Bay Of Angels (1963)
Director Jacques Demy was famous for lushly romantic films like The Umbrellas Of Cherbourg so it shouldn't be a surprised that even when he did a film about gambling addiction he made it look like a happy and carefree life.
Bay Of Angels is about Jean, a bank clerk who, never having gambled in his life, goes to a casino with a friend, wins a little at roulette and immediately catches the fever. He meets a beautiful woman named Jackie, gets involved with her and that's all she wrote. For the rest of the film the two of them alternately win money, lose money, make love and break up while traveling around various European casinos. Jackie is played by Jeanne Moreau so obviously there's something else besides the thrill of gambling tempting the poor guy. It's a little odd at first seeing Moreau with bright blonde hair but this film was made near the time of Jules And Jim and she's at the peak of her beauty.
In this film's universe, heavy gambling does not lead to any rendezvous with shady characters in flashy suits or musclebound legbreakers. Everything looks sunny, bright and gay and when the couple is down to their last chip, they miraculously start winning again. There is a point at the end where Jean seems about to return to a normal life but as soon as Jackie runs after him, he takes her back and there is no sense that the two of them will ever change. The film embraces Hollywood escapism to an extreme degree but Demy makes this such a gorgeous looking fairytale, you don't really mind.
"The monkey had biplanes. I gotta deal with tanks!?" |
20 Million Miles To Earth (1957)
Meanwhile in Italy, there are a whole different set of problems going on in the shape of a two-legged lizard man from Venus. In this classic 50's science fiction film, this fellow arrives in Sicily as a embryonic specimen in an American rocket ship returning from an expedition to the planet. An inquisitive little boy in a fishing village takes the embryo out of its container and the alien immediately starts growing to gigantic size and eventually runs amok in Rome.
Comparing this film to the bloated length of recent science fiction movies, it seems remarkable how effiiciently it does its business. It plows through its story in a trim 82 minutes at which point a modern remake would probably be just showing the monster for the first time. That 82 includes subplots spent on the annoying kid and the romance between the expedition leader and a female doctor. The film's greatest claim to fame is the work of the legendary Ray Harryhausen who brings the creature to life. His stop-motion work still looks credible today even stacked up against all the wonders of CGI. His lizard man rampages through Rome, fights an elephant, tears up bridges and makes a last stand atop the Coliseum that is very reminiscent of what Harryhausen's mentor, Willis O'Brien, did with a certain giant gorilla stomping around New York City 24 years earlier. The alien's fall from the Coliseum doesn't have the tragedy of Kong's plunge from the Empire State Building but it's a pretty convincing climax to the whole spectacle.
Pete Townsend: Music from Lifehouse
This is a video of a concert given by The Who's Pete Townsend in 2000 of the music from a science fiction story he had been working on for decades called Lifehouse. The Who never recorded the full tale but several songs from it ended up on the Who's Next album and Townsend continually revised the material for years, recording other pieces solo and with the band, before eventually doing it as a BBC radio play in 1999 and then putting on this concert.

* [What you will do]: Pick up the film and concert reviews above where they stop, and continue writing them.

* [Information supplied]:
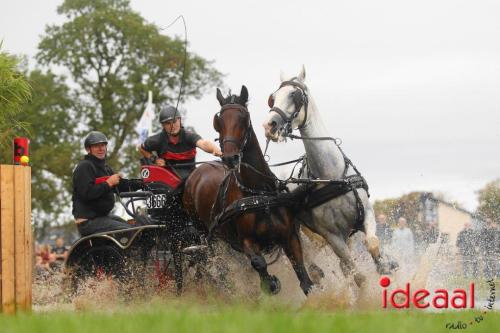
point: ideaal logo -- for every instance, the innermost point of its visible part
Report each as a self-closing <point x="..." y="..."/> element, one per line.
<point x="439" y="299"/>
<point x="423" y="298"/>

* [The answer]:
For this show Townsend was accompanied by a full orchestra and a band with guitar, keyboards, bass, percussion, harmonica and background singers. Townsend himself played only acoustic guitars but he still attacked them with as much aggression as his electric ones. The familiar songs here, Who's Next classics like "Behind Blue Eyes", "Baba O'Reilly" and "Won't Get Fooled Again" along with stray tracks like "Pure And Easy" and "Join Together" sound a bit different without Roger Daltrey's snarl or the Entwhistle-Moon rhythm section's pomp but they are no less exhilarating. Townsend is no bad singer in his own right and he really seems charged up performing some of his most profound material. This is a really enjoyable show from one of the masters.
"Yes Sir, Mr. Bones" (1951)
And now to the problem child. In 2007, VCI video put out a four-volume set of 1940s-1950s musical variety features under the title Showtime USA. One of them is "Yes Sir, Mr. Bones", a 1951 recreation of an old-time minstrel show.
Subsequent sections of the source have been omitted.